• **Assignment**: Omit all pictures, then print the entries exactly.

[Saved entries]
──────
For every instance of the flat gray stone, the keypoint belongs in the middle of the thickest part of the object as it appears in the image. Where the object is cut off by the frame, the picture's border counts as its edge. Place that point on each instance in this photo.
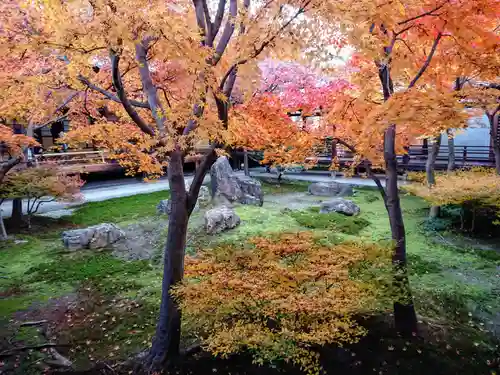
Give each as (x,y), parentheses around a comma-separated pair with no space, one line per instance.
(94,237)
(221,218)
(164,207)
(232,187)
(204,199)
(340,205)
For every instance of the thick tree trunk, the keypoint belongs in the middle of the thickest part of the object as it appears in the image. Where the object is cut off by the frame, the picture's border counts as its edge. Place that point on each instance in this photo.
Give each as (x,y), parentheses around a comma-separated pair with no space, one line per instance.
(245,162)
(495,138)
(431,160)
(405,317)
(165,345)
(451,151)
(429,170)
(16,218)
(404,311)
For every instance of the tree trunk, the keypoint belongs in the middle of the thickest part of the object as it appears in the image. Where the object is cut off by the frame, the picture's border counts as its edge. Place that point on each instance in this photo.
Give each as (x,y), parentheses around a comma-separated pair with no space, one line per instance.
(429,170)
(16,218)
(496,152)
(451,151)
(3,232)
(165,345)
(245,162)
(404,311)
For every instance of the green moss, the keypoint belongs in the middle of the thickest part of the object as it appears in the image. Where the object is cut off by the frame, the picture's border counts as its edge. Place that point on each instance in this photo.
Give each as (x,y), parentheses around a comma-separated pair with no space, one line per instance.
(271,186)
(254,221)
(35,294)
(87,267)
(119,209)
(311,218)
(15,259)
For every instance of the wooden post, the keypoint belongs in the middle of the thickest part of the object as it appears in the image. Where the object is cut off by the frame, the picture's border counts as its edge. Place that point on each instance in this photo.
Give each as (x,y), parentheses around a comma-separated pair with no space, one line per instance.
(2,225)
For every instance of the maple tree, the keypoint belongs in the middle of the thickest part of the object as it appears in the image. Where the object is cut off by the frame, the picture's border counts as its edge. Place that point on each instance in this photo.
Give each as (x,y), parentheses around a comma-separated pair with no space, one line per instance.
(486,97)
(470,189)
(150,80)
(281,297)
(397,94)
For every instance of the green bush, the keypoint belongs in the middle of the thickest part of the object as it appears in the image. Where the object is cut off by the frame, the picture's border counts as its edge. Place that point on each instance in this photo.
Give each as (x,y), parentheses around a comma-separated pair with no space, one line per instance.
(311,218)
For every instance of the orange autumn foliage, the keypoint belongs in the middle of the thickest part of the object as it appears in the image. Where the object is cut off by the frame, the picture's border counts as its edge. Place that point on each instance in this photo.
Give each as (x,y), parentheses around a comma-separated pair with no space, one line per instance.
(280,297)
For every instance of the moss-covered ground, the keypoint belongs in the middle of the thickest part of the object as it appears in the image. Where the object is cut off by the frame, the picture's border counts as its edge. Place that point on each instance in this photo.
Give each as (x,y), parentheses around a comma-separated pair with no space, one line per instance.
(105,308)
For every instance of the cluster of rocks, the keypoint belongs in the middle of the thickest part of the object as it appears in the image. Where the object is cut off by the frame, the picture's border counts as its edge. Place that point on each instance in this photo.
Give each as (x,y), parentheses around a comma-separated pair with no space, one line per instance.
(94,237)
(338,203)
(226,188)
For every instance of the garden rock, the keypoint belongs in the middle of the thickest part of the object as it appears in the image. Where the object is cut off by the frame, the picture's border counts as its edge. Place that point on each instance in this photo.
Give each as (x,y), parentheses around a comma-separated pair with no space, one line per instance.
(330,189)
(94,237)
(340,205)
(225,183)
(164,207)
(220,219)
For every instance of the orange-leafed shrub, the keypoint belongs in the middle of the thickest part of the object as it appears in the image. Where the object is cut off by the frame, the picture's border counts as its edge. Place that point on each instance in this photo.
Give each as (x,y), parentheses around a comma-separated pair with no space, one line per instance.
(476,191)
(280,298)
(40,185)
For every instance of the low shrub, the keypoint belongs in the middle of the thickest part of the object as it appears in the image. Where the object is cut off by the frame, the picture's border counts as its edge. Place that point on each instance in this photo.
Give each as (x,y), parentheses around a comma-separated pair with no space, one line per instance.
(280,298)
(85,268)
(311,218)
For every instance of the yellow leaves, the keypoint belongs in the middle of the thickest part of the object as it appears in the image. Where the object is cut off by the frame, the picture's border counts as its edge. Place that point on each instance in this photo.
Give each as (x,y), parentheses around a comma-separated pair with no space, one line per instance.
(277,297)
(477,186)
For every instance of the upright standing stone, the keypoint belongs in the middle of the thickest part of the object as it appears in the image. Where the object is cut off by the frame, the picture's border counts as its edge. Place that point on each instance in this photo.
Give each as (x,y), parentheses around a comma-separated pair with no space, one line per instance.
(340,205)
(219,219)
(94,237)
(330,189)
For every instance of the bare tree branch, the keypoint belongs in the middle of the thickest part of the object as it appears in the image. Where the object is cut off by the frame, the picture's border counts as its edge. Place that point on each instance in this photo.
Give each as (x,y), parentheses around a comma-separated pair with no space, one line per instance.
(428,13)
(227,33)
(117,82)
(200,19)
(109,95)
(264,44)
(5,167)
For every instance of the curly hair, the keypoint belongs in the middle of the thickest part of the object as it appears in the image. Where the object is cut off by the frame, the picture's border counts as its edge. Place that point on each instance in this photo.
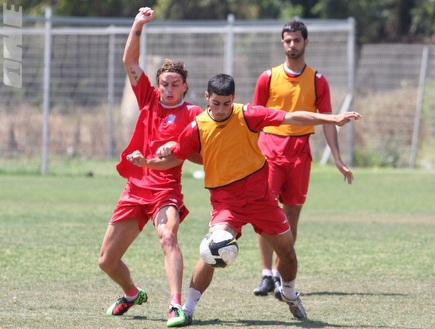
──────
• **Answer for this exercise**:
For every instance of the flat gray stone, the keypoint belongs in the middle of the thickest part of the object as it appears in the image. Where the object is cut off by the frame, the picture's border counts as its edge. Place that point on each instance in this photo.
Give each as (x,y), parentheses around a comma-separated pair with no space, one line per instance.
(94,237)
(221,218)
(164,207)
(232,187)
(204,199)
(340,205)
For every instance of the thick tree trunk, the keypoint belongs in the middle of the thickest part of the object as it appears in the image. Where the object is cut off by the frame, the picture's border counts as its edge. Place that point on each instance in this photo.
Give each as (x,y), parentheses around a comma-separated pair with no space, one line per instance.
(245,162)
(495,138)
(431,160)
(405,317)
(165,345)
(451,151)
(429,170)
(16,218)
(404,311)
For every instance of the tree trunk, the keypoint belongs in the middle of the thickest part of the object as it appears in the image. Where the object is cut off by the frame, the picture's border counts as its edge. Place that point on each instance in this photo.
Give each as (x,y), parentheses around a comma-separated pair with no space, one line per instance.
(429,170)
(16,218)
(496,152)
(451,151)
(3,232)
(165,345)
(245,162)
(404,311)
For every instance of the green moss, the keypoint belongs in the middle of the thickest part of the object as it appears in the image. Where the object is cut off by the frame, the picture's border counts as its edge. Place that point on each instance in this photo.
Give each as (x,y), parentheses around a comma-separated pair with no space, one line per instance.
(271,186)
(254,221)
(35,294)
(87,267)
(119,209)
(311,218)
(15,259)
For every instance of the wooden post, the keypoint belongs in the middle of the thickest part of the object as it appears in the image. Where the object is cut off by the frame, the picture's border counts as its edge. Place that point on each instance in this photo.
Give each as (x,y), parentheses around a comma-separated pair with no space, one line per instance.
(2,225)
For every instance of the maple tree, the keypoint belongs in the middle of the thickest part of the object as it appears in the image. Where the object is cut off by the frame, the picture's border counts as its edge. Place that point on each instance in this photo.
Give each as (x,y), parentheses around a comma-separated pair with no space, one line per instance.
(486,97)
(470,189)
(150,80)
(281,297)
(397,94)
For every instance of the green bush, the keypoint belongs in the middle of the thickest part of the object as it appears in the image. Where the object is cut off by the frame, the picture's border counts as its edge. Place that point on each instance in this photo.
Give each as (x,y), parentheses around a comma-separated pair with no space, one line per instance.
(311,218)
For every instance of the orange autumn foliage, the keypoint belongs in the middle of the thickest part of the object as it appears in the image. Where the object is cut off by the frame, the picture's border counts as its edge. Place that point on each instance in this photo.
Give each as (x,y), parentheses around a comma-separated pair with no space, one line per instance.
(280,297)
For every instance of the moss-covered ground, the keypoint belongs in the middle of the thickest part of the object as it appears in the image. Where the object is cut off by the frame, the picture's border counts as its edge. Place that point on each instance in this photo.
Give each as (x,y), parentheses around a comma-separated pair with no space, one line per instance.
(105,308)
For every instance of the cluster of rocks, the keypoint belongs in the middle of the thickest part of the object as it appears in the image. Where the object is cut off by the frame, the picture's border counts as its edge. Place that point on each instance in this photo.
Give each as (x,y), parentheses around a comma-separated pair with no space, one line per instance.
(94,237)
(338,203)
(226,188)
For every instance of the garden rock, the keypoint belongs in the middle of the thickest part of the object as it appears in the image. Where the object is cut off by the frame, the picture's border counts as its edge. Place that point on each instance in this photo.
Give each as (x,y), parentheses around a comma-separated pair with no space, one line per instance.
(330,189)
(94,237)
(340,205)
(225,183)
(164,207)
(220,219)
For every instance of the orange-leafed shrub, the keypoint belongs in the middle of the thickest part of the object as it appears in the image. Where the object is cut off by the frame, the picture's border counts as its edge. Place that point on each instance in this photo.
Give each as (x,y), parentheses around a comma-separated pair with no space, one line per instance.
(476,191)
(280,298)
(40,185)
For every instance of the low shrub, the keypoint belongs in the middle of the thickest part of the object as it appears in the image. Where the object is cut off by the frame, the picture's border counts as its edge. Place that point on each instance in this photo.
Give each as (x,y), parentheses around a comma-separated pair with no space, one line per instance.
(280,298)
(85,268)
(311,218)
For every instance of the yellow leaves, the keypoint belongs in the middle of the thickest part of the object as it appears in the image. Where the object is cut off by the frame, the picture's border counts as its edge. Place that point on each instance in this photo.
Give each as (x,y), parentheses around a comma-separated pair with no space, one line per instance.
(277,297)
(477,186)
For every instance of the upright standing stone, the keypoint belongs in the middle of the thickest part of the object as it appears in the image. Where the object is cut off by the frame, the picture's border counts as its edge. Place that point on each instance in this photo.
Give each as (x,y), parentheses around a comma-separated pair with no space, one line per instance.
(340,205)
(219,219)
(94,237)
(330,189)
For every instance of the bare tree branch, the keypoint belongs in the middle of the thickest part of the object as it appears in the image. Where the object is cut off by the frame, the picture's border counts as its edge. Place that point on each instance in this photo.
Give each as (x,y), parentheses around a comma-separated pair with no space, one line per instance.
(428,13)
(227,33)
(117,82)
(200,19)
(109,95)
(264,44)
(5,167)
For every instance of the curly hair, the keypoint belongs in the middle of the thickest part of the object as it appears in the image. Where the object is cut off by the frame, the picture's border counts as its edge. Place that point on each instance in this photo.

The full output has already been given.